EXERCISE:
From the listing below, copy only the lines running from the line that contains "Target: wooden building" to the line that contains "Target: young child in background", both included.

——

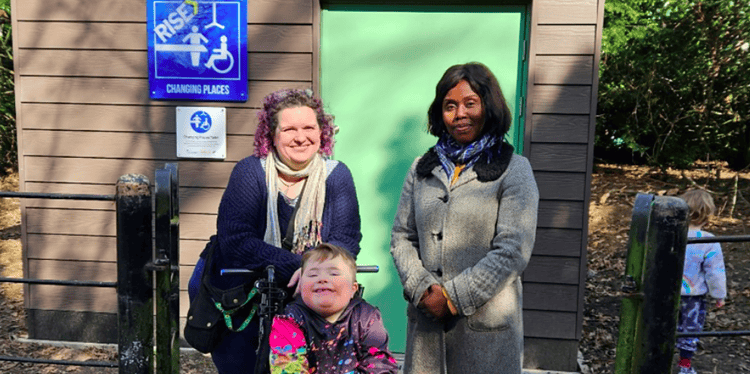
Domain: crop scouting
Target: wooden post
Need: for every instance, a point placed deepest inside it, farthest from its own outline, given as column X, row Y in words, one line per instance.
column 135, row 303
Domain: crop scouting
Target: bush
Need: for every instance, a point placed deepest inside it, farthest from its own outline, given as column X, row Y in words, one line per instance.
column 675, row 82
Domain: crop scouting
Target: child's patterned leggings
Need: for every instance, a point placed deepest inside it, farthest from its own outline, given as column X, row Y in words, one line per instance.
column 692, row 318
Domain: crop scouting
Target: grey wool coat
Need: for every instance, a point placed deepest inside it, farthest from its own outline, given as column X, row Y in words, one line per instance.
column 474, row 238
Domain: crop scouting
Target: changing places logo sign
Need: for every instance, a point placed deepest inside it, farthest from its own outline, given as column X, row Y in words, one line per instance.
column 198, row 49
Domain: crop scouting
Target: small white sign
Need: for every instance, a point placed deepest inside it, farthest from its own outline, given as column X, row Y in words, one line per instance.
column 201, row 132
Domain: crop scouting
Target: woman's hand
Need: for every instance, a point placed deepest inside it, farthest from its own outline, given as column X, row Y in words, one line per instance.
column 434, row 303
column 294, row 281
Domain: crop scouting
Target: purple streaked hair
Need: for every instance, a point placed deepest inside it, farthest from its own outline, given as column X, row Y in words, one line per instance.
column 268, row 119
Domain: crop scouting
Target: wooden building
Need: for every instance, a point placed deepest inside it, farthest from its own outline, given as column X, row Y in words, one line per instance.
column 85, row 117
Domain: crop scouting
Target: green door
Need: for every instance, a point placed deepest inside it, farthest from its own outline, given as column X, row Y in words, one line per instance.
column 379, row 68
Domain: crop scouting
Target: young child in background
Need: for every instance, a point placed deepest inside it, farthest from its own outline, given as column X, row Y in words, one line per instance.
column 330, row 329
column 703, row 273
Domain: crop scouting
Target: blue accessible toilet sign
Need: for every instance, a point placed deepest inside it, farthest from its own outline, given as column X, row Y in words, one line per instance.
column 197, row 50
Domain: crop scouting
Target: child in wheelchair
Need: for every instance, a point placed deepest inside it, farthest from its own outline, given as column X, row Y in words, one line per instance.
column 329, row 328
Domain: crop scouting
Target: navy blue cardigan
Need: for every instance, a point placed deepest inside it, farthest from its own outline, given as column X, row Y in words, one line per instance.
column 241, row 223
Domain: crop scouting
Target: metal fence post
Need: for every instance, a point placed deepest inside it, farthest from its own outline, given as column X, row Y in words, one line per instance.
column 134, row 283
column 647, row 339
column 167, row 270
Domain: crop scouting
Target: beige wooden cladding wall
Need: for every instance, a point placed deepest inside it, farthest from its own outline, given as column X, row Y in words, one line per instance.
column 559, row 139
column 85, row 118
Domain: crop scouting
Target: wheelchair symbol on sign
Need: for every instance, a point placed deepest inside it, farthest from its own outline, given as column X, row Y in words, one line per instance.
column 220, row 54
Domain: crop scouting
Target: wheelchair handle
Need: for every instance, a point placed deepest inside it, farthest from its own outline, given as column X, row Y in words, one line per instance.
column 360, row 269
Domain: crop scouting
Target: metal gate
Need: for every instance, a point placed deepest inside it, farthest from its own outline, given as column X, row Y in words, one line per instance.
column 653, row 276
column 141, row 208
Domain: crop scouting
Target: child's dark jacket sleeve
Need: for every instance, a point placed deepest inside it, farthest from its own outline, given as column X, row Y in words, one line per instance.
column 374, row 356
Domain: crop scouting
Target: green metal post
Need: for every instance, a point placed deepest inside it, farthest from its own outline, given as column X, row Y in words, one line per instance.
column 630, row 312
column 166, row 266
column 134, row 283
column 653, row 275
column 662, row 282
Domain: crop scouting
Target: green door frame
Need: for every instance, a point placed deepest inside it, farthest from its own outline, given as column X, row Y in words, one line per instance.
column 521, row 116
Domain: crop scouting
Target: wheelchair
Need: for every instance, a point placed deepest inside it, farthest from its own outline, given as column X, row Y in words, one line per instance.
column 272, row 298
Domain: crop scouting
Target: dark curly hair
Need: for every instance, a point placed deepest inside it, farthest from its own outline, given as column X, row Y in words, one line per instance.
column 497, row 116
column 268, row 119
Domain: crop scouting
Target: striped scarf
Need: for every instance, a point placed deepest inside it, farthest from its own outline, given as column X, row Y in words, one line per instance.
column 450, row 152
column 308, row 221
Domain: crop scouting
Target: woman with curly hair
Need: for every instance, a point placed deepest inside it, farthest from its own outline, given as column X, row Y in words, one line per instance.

——

RESULT BELOW:
Target: wooden building
Need: for every instance, a point placed deepest inside it, farthest from its own outline, given as column X, row Y in words, one line per instance.
column 85, row 117
Domain: crop scouting
Target: green door
Need: for every instance, a point placed deepest inside it, farthest from its own outline, given as column X, row Y in words, one line per instance.
column 379, row 68
Domain: crop scouting
Target: young child in background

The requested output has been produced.